→ GIVEN TEXT
────────────────────
Whoops, yeah the average weighted yield is about 0.25% not 0.35%. Either way, yes it would be better, although you wouldn't have as much "income". But you'd also be more likely to have capital gains and increasing income with the XIU.


----------



## Soils4Peace (Mar 14, 2010)

What andrewf said - all of it.

Given the small portfolio size why not go with TD e-series funds. MERs are between .30 and .55% and you can make partial redemptions after 30 days to give yourself an income stream. You don't need to narrow your choices to income focused ETFs that have trading fees and higher MERs.


----------



## gibor365 (Apr 1, 2011)

btw about ETF trading fees... I read comment on seekingalpha.com that TD Ameritrade in US allow trading more than 100 ETF without trading fees..... what the hell TDW charging for every ETF trade!!! This is ridiculous!


----------



## james4beach (Nov 15, 2012)

Soils4Peace said:


> Given the small portfolio size why not go with TD e-series funds. MERs are between .30 and .55% and you can make partial redemptions after 30 days to give yourself an income stream. You don't need to narrow your choices to income focused ETFs that have trading fees and higher MERs.


Yes that would do it. Same basic mix (one stock index and one bond index) and you're done. With the e-series you can easily do occasional selling to provide the "income" stream you want without paying those extra ETF trading costs (gibor: I didn't know Americans get to do that for free!).

To make it more complete, I would also throw some GICs into the mix assuming you don't already have GICs elsewhere. TD Waterhouse has a pretty good GIC list

33% stock index fund
33% in GIC ladder (CDIC-insured)
33% bond index fund

And you're done! Occasionally sell units according to how much cashflow you want to generate. This is just as good as any Income Fund out there, with far less fees. Tweak the weightings as you wish depending how much stocks you have elsewhere. In fact I would go as far as to say that a simple mix like this is *probably superior to most retirement products / annuities*, which are full of tricky clauses, fees, and caveats.


----------



## james4beach (Nov 15, 2012)

bettrave said:


> What's wrong with iShares???
> 
> I don't mind losing capital.
> I'm focusing on having more revenu more than growing my capital.


I've been thinking about this more. You're saying the cashflow from your portfolio is the main desire, not growing your capital. 

If you're a hands-on person, I would suggest as before the simple 50/50 index fund mix and periodically sell shares, manage cash with TDB8150 or whatever, and thus generate cashflow at whatever rate you want. But given your small portfolio size, the extra fees become a problem. Maybe in your case the iShares & BMO income ETFs are pretty good as the MERs are similar to the e-series index funds anyway, plus iShares/BMO will do the work for you. Downside is they decide your allocations & risk exposure for you - and I'll warn you that their allocations look very risky to me.
────────────────────
→ EXTRACTED DATA
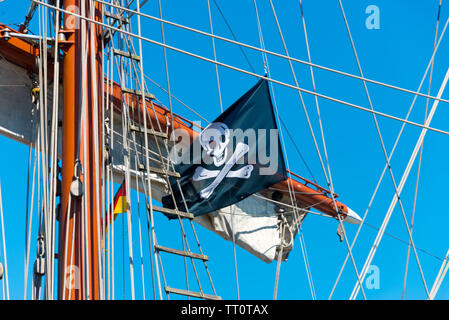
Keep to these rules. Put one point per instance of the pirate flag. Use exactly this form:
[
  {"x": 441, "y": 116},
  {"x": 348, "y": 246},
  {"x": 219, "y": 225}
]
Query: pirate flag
[{"x": 235, "y": 156}]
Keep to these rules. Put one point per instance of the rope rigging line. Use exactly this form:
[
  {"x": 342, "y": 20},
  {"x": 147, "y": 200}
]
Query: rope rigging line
[
  {"x": 296, "y": 216},
  {"x": 256, "y": 75},
  {"x": 142, "y": 81},
  {"x": 382, "y": 145},
  {"x": 5, "y": 268},
  {"x": 326, "y": 174},
  {"x": 400, "y": 187},
  {"x": 391, "y": 154},
  {"x": 420, "y": 156},
  {"x": 241, "y": 44}
]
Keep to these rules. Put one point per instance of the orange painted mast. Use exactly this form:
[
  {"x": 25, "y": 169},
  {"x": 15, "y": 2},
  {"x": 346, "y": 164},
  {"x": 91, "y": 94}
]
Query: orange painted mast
[{"x": 79, "y": 270}]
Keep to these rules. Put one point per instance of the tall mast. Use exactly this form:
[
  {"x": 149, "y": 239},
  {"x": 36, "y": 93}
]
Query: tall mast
[{"x": 82, "y": 156}]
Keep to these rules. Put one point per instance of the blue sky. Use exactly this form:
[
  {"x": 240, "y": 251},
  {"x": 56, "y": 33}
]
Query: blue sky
[{"x": 397, "y": 54}]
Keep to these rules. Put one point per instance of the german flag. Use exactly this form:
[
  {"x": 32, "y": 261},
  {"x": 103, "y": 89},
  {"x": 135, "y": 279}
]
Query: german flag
[{"x": 120, "y": 203}]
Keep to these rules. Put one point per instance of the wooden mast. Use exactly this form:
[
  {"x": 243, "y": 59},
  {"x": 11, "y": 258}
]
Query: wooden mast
[{"x": 79, "y": 270}]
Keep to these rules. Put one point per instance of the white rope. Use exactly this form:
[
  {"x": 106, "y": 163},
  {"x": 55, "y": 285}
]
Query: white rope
[
  {"x": 326, "y": 173},
  {"x": 5, "y": 271},
  {"x": 263, "y": 50},
  {"x": 400, "y": 187},
  {"x": 382, "y": 143},
  {"x": 440, "y": 277},
  {"x": 390, "y": 156},
  {"x": 420, "y": 157}
]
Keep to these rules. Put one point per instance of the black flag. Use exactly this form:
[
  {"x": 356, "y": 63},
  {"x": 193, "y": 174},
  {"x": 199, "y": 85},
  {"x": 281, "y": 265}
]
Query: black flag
[{"x": 235, "y": 156}]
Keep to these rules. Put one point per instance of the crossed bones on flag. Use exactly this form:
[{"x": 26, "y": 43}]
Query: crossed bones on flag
[{"x": 244, "y": 173}]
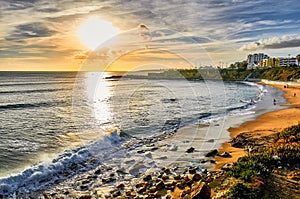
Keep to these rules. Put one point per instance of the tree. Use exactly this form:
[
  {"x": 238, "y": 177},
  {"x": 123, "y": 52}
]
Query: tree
[{"x": 298, "y": 59}]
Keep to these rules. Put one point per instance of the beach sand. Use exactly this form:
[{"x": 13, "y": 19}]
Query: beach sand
[{"x": 264, "y": 125}]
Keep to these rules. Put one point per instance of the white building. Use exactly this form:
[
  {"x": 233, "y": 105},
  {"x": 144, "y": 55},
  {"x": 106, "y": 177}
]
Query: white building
[
  {"x": 288, "y": 61},
  {"x": 253, "y": 60}
]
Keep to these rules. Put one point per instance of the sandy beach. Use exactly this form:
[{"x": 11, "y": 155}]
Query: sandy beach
[{"x": 264, "y": 125}]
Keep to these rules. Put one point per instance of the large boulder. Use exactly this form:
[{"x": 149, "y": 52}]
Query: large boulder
[{"x": 202, "y": 191}]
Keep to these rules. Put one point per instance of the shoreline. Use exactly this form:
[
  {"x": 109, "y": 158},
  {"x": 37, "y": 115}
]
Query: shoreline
[{"x": 264, "y": 125}]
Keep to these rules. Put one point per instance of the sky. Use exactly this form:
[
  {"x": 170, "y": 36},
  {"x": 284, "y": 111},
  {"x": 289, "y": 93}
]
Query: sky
[{"x": 132, "y": 34}]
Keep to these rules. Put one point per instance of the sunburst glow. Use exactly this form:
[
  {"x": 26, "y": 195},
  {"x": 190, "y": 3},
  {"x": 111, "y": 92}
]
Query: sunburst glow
[{"x": 95, "y": 31}]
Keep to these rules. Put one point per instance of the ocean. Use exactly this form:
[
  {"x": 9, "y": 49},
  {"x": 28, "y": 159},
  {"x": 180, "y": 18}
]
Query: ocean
[{"x": 51, "y": 121}]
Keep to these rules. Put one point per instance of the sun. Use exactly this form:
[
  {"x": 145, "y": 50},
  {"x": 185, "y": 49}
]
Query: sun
[{"x": 94, "y": 31}]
────────────────────
→ GIVEN PROBLEM 1
In the forum thread on income ETFs and TD e-series funds, what MER range does Soils4Peace give for the e-series funds?
→ GIVEN PROBLEM 2
Extend the forum thread on income ETFs and TD e-series funds, picking up after its final sentence.

→ EXERCISE ANSWER 1
Between .30 and .55%.

→ EXERCISE ANSWER 2
I'm thinking of my parents for example. What should they do? I'm not going to let them go to Manulife, IG or a bank where some salesperson gets them into a high-fee mutual fund or ridiculously high fee annuity that basically does my procedure above, while charging them several % in fees. On the other hand, they're not hands-on enough to manage stock orders and cash buffer management themselves.

This is where I surprise myself and suddenly start seeing the value of the monthly income ETFs (XTR and ZMI) which I didn't see before. Now don't get me wrong, the fund companies are very much misrepresenting what these funds are and stuffed them with risky assets... both iShares and BMO dangle a misleading high distribution to try and attract assets, which is wrong (imo). For both ETFs, you have to do a lot of number crunching on your own to figure out what the hell they're actually doing. But once I did the research and understood what's going on, and if I can put aside my anger about the marketing, I can see how these may be good for some investors. They're doing the work that I described above: regularly liquidating assets to generate cash. Personally I don't need investment cashflow, so return of capital (ROC) is pointless for me. But for people like you or my parents who need ROC, those ETFs may be the best option, especially when the only other options are high fee mutual funds and annuities.

Don't trust the yield figures on their web site. Here is my calculation (double check it)

XTR: internally yields 3.67% + liquidates 2.09% of portfolio yearly = 5.76% distribution (after MER)
ZMI: internally yields 3.74% + liquidates 0.73% of portfolio yearly = 4.47% distribution (after MER)

Given these ETFs have risky holdings, no matter which you choose I would balance your portfolio by adding GICs into it! If you want a safer overall portfolio you may want to go with CIBC Monthly Income Fund which I think does something like ballpark: yields 2% + annually liquidates 4% = 5.6% distribution

P.S. the distributions of income funds should never be reinvested. That defeats the whole purpose. The fund exists to provide ROC. The fact that most income fund shareholders reinvest distributions shows you how misunderstood (and misrepresented) these vehicles are, which still makes me upset.


I'm very curious of your thoughts on this. We all have older relatives in this situation. When you can't do it yourself and you need someone else to manage your dividend/interest/ROC mix, what options are there?


----------



## liquidfinance (Jan 28, 2011)

james4beach said:


> XTR: internally yields 3.67% + liquidates 2.09% of portfolio yearly = 5.76% distribution (after MER)
> ZMI: internally yields 3.74% + liquidates 0.73% of portfolio yearly = 4.47% distribution (after MER)


The more I read about this the more it seems like some sort of ponzi scheme and as long as investors come in after you then your capital will be protected. 
The asset base is growing and not depleting.


----------



## james4beach (Nov 15, 2012)

liquidfinance said:


> The more I read about this the more it seems like some sort of ponzi scheme and as long as investors come in after you then your capital will be protected.
> The asset base is growing and not depleting.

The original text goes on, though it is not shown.